-- ПРИВЕДЁННЫЙ ОТРЫВОК --
Зоя Томашевская. Ахматова, Зощенко и все-все-все

Она выросла в центре Ленинграда, на набережной канала Грибоедова, 9, в знаменитой писательской надстройке. Люди, ставшие для нас легендами, были друзьями её родителей или просто соседями… 

 

У неё была тяжёлая судьба. Но она не любила говорить о себе. Возможно, потому, что в России этим никого не удивишь. «Нельзя быть несчастной, если ты кормила Рихтера», — говорила она с улыбкой. Вот только улыбка невольно получалась грустной… 

Мы сидели в её небольшом номере царскосельского Дома ветеранов архитекторов, и Зоя Борисовна рассказывала. Да так увлекательно — с такими подробностями, про которые не пишут в книжках, с такими точными, необыкновенно образными деталями, что я очень быстро позабыл про все свои заранее заготовленные «умные» вопросы. 

Позже я не раз имел возможность убедиться, что в отличие от большинства мемуаристов все рассказы Зои Борисовны соответствовали правде. Было ли такое трепетное отношение к слову унаследовано от матери, Ирины Николаевны, которая была известным литературным критиком, или от отца, Бориса Викторовича, знаменитого пушкиниста, теоретика литературы? Или оттого, что Зоя Борисовна была архитектором, а эта профессия приучает человека воспринимать пространство с математической точностью? Я не знаю ответов на эти вопросы, и никто уже не знает.  

 

— Этот дом был построен ещё в начале XIX века для музыкантов придворного оркестра, которым руководил великий дирижёр Эмиль Купер, — говорила Зоя Борисовна. — После революции оркестр превратился в филармонический, а в тридцать восьмом его возглавил Евгений Мравинский. 

Иногда наш дом называли писательским, но это не совсем точное определение. Писательской была только двухэтажная надстройка. Чаще его так и называли: «надстройка». А я его зову «ещё один сумасшедший корабль», по аналогии с заглавием романа Ольги Форш, в котором речь шла о «Доме искусств» на углу Невского и Мойки, где обитали творческие таланты Петрограда после революции. А, кроме того, потому, что в 1934-м, когда на канал Грибоедова переехали многие писатели Ленинграда, началась поистине сумасшедшая эпоха. 

Этот дом в Ленинграде знали все. Достаточно было назвать шофёру такси адрес, чтобы услышать радостное: «А, это где живут писатель Зощенко и артист Филиппов!». 

— Как же жили писатели в своей «надстройке» в ту сумасшедшую эпоху? Ведь все друг друга хорошо знали, а дружить было опасно… 

— Я не могу сказать, что все были друзьями, и всё же какое-то надёжное дружество существовало почти между всеми. Почти — потому, что были и страшные фигуры, но тогда их скорее игнорировали, чем ненавидели или боялись. Удивительным был дух независимости и бесстрашия. Даже у людей, почти раздавленных, лишённых работы, а значит, и средств к существованию.

-- ИСХОДНЫЕ ДАННЫЕ --
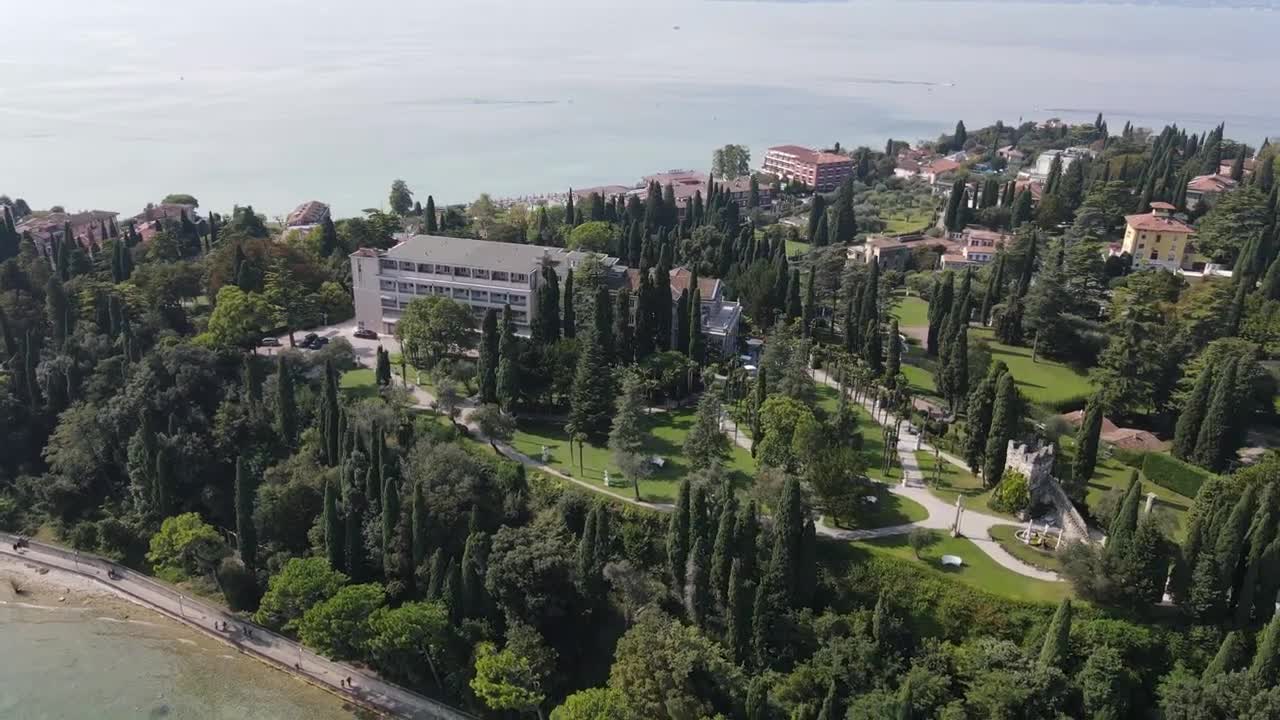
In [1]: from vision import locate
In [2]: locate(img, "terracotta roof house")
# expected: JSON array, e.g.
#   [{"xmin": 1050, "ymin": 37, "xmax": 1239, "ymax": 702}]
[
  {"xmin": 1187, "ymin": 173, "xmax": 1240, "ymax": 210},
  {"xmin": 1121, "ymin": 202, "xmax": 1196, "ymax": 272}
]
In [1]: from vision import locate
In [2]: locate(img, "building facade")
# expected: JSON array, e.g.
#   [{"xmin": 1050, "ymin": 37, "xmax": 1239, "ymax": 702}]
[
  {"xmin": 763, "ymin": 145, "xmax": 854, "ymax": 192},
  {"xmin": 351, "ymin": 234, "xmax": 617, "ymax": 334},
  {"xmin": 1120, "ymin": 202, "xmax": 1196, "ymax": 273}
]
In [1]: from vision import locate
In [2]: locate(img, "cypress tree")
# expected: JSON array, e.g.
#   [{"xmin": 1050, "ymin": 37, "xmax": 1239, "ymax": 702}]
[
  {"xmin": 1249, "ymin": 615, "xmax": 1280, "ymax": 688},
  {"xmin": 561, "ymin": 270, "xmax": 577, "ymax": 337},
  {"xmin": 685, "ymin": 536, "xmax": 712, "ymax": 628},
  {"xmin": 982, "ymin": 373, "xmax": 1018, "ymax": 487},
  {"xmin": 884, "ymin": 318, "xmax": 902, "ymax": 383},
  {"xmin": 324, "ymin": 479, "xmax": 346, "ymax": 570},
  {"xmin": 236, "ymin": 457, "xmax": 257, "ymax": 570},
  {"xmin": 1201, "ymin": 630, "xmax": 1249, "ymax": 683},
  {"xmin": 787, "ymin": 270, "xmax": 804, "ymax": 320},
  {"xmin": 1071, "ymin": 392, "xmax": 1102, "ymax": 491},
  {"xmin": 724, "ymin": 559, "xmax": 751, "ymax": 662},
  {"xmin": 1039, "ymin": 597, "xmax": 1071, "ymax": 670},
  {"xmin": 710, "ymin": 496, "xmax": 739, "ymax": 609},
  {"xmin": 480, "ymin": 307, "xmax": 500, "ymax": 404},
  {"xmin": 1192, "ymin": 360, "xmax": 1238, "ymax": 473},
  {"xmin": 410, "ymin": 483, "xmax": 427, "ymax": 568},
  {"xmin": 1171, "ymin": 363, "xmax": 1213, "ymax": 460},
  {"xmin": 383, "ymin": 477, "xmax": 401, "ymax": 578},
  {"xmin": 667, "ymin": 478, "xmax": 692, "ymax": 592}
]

...

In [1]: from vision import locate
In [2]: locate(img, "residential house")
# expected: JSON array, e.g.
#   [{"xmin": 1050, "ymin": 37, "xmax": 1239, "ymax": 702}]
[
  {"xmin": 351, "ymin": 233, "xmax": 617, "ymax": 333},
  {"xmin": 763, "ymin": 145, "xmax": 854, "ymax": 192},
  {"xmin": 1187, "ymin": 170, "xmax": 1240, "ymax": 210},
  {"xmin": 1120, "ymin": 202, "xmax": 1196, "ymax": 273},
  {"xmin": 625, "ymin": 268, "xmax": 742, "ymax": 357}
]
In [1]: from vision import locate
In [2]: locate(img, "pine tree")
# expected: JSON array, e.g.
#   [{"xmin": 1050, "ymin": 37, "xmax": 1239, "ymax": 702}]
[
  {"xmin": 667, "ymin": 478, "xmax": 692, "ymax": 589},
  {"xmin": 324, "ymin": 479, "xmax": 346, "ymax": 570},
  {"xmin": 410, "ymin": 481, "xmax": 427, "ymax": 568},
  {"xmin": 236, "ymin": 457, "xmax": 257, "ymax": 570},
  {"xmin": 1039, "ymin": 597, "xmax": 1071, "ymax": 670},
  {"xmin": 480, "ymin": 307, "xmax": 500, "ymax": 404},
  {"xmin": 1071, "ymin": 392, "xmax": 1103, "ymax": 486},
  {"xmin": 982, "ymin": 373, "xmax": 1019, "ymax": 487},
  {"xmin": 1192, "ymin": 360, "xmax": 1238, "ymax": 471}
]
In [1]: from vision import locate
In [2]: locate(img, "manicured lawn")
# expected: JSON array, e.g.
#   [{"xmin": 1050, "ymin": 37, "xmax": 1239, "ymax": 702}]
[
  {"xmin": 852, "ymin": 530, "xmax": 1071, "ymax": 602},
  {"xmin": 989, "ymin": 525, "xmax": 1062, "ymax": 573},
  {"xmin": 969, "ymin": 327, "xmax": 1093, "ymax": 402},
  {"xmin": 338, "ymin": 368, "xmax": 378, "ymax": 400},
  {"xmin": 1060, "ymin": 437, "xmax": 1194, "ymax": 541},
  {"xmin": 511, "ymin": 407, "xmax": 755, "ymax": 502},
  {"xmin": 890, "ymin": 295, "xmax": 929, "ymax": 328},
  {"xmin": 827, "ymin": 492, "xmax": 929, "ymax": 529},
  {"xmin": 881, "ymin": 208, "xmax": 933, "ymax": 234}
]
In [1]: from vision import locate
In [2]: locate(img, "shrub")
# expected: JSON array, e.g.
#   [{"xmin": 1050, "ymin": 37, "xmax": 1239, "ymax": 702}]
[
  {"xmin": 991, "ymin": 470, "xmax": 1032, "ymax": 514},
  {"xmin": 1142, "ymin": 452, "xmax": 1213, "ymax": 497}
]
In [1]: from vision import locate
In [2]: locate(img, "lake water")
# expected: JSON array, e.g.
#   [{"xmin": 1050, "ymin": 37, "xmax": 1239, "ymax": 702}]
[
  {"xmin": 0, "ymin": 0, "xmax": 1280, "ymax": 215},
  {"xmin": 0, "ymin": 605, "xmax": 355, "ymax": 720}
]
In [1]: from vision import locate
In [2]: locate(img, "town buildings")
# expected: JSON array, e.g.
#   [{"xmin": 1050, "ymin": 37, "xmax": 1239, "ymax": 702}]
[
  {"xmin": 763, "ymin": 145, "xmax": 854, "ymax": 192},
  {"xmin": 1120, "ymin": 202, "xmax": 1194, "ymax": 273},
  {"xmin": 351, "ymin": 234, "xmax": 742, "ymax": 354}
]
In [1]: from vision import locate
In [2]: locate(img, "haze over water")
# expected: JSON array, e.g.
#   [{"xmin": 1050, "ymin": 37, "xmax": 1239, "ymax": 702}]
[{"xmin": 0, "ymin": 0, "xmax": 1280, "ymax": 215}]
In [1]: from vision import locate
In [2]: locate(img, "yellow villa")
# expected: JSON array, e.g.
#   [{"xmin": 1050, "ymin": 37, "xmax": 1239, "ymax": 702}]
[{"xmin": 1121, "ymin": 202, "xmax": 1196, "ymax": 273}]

==

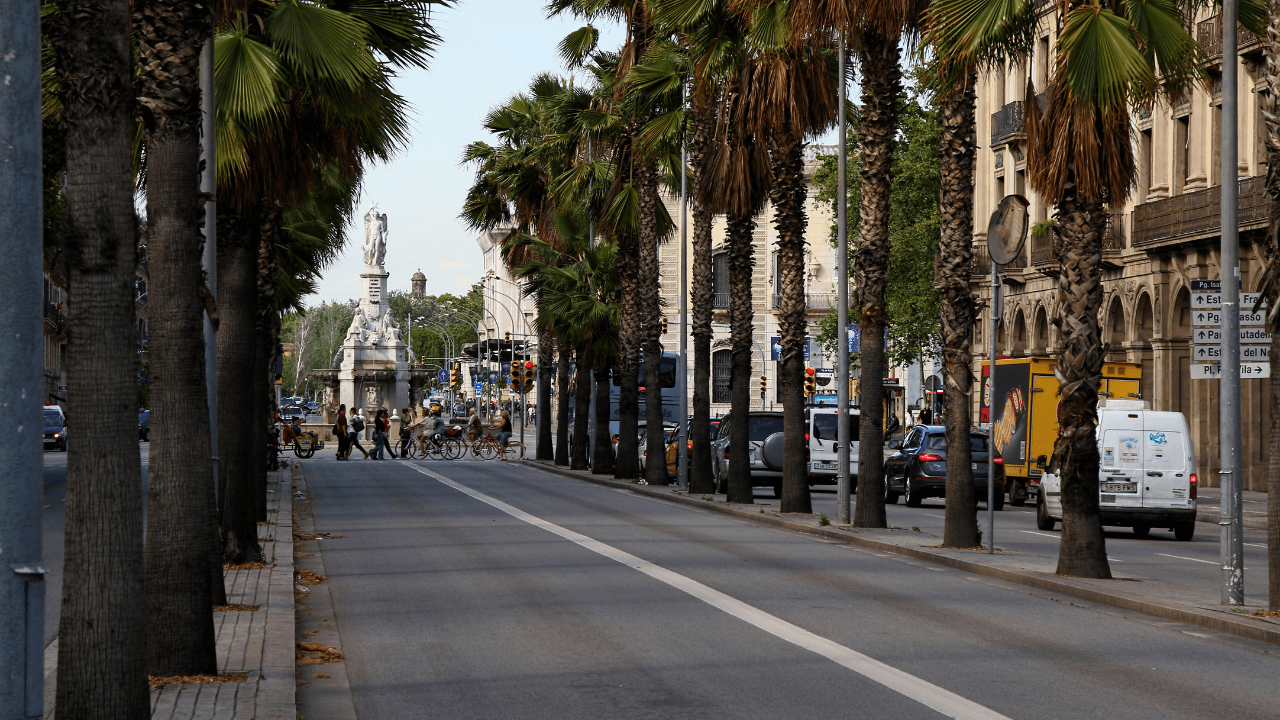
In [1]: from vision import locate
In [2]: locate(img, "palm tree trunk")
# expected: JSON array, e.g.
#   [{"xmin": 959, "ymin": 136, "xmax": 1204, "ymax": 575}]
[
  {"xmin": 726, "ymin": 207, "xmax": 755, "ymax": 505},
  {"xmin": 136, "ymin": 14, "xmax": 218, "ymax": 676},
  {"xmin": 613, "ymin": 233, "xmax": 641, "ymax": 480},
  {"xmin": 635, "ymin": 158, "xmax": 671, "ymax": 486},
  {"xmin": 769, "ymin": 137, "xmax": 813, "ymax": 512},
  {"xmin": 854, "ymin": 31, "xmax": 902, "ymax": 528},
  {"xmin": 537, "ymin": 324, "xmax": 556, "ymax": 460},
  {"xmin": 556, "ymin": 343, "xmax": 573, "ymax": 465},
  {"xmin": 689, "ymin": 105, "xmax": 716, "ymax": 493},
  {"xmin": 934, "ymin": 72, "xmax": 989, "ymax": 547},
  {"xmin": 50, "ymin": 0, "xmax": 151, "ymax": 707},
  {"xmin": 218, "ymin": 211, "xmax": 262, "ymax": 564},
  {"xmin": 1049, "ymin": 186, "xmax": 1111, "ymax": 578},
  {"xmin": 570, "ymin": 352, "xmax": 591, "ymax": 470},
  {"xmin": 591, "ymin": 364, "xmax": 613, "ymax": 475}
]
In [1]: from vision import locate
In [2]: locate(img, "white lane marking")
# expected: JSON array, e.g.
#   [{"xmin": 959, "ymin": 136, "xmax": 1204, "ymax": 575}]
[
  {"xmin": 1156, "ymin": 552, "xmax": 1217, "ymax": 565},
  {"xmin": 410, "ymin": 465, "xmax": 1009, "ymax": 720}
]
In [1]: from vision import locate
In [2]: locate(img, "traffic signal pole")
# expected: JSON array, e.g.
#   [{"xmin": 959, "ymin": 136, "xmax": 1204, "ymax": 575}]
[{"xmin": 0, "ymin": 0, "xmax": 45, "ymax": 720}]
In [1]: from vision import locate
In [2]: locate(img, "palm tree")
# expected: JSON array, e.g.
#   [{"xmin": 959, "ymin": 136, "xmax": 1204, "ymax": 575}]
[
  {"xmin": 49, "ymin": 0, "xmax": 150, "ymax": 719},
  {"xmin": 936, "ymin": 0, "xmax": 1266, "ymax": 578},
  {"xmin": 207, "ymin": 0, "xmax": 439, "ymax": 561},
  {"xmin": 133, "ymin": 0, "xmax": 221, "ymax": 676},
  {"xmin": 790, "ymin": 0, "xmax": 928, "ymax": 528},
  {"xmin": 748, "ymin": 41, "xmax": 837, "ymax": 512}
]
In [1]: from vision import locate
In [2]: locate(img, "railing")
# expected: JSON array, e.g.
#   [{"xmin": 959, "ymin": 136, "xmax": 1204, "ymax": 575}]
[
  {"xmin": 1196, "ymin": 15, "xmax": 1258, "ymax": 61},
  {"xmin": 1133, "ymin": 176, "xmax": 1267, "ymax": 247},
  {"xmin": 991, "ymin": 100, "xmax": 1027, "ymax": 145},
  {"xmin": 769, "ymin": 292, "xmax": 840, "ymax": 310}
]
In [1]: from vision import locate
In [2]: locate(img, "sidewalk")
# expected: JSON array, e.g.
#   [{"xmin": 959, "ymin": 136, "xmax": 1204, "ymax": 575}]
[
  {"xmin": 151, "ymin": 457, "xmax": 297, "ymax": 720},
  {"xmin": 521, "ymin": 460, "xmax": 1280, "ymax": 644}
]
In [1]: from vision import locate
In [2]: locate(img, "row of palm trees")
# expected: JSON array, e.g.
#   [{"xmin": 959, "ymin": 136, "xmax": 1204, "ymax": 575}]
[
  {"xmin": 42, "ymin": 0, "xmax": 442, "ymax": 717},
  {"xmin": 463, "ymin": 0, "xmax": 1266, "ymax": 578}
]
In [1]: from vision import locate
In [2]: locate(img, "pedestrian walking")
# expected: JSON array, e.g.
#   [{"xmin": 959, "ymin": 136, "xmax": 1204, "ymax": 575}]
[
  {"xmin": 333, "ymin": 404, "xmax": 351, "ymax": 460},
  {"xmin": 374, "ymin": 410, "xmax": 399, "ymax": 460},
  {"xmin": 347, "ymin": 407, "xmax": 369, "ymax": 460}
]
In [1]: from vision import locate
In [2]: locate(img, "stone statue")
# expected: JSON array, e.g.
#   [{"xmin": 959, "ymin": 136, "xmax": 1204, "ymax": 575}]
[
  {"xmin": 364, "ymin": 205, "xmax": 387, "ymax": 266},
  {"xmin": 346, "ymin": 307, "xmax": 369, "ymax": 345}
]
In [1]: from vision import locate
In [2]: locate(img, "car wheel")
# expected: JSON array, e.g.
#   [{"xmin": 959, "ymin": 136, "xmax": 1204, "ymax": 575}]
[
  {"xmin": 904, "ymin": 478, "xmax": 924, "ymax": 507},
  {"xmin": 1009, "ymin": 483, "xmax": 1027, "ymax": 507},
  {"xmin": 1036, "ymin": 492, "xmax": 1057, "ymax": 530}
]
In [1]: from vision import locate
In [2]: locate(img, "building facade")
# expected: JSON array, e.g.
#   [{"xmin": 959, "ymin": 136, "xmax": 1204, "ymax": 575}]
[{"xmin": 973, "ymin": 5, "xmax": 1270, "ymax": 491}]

-- ЗАДАНИЕ 1 --
Верните дословно фрагмент отрывка о Зое Томашевской между словами «Позже я не раз» и «возглавил Евгений Мравинский.» включительно.
-- ЗАДАНИЕ 2 --
Укажите целиком каждую строку листинга, в которой встречается слово «house»; регистр букв учитывается.
Отрывок и листинг никак не связаны друг с другом.

-- РЕШЕНИЕ 1 --
Позже я не раз имел возможность убедиться, что в отличие от большинства мемуаристов все рассказы Зои Борисовны соответствовали правде. Было ли такое трепетное отношение к слову унаследовано от матери, Ирины Николаевны, которая была известным литературным критиком, или от отца, Бориса Викторовича, знаменитого пушкиниста, теоретика литературы? Или оттого, что Зоя Борисовна была архитектором, а эта профессия приучает человека воспринимать пространство с математической точностью? Я не знаю ответов на эти вопросы, и никто уже не знает.  

 

— Этот дом был построен ещё в начале XIX века для музыкантов придворного оркестра, которым руководил великий дирижёр Эмиль Купер, — говорила Зоя Борисовна. — После революции оркестр превратился в филармонический, а в тридцать восьмом его возглавил Евгений Мравинский.

-- РЕШЕНИЕ 2 --
In [2]: locate(img, "terracotta roof house")
In [2]: locate(img, "residential house")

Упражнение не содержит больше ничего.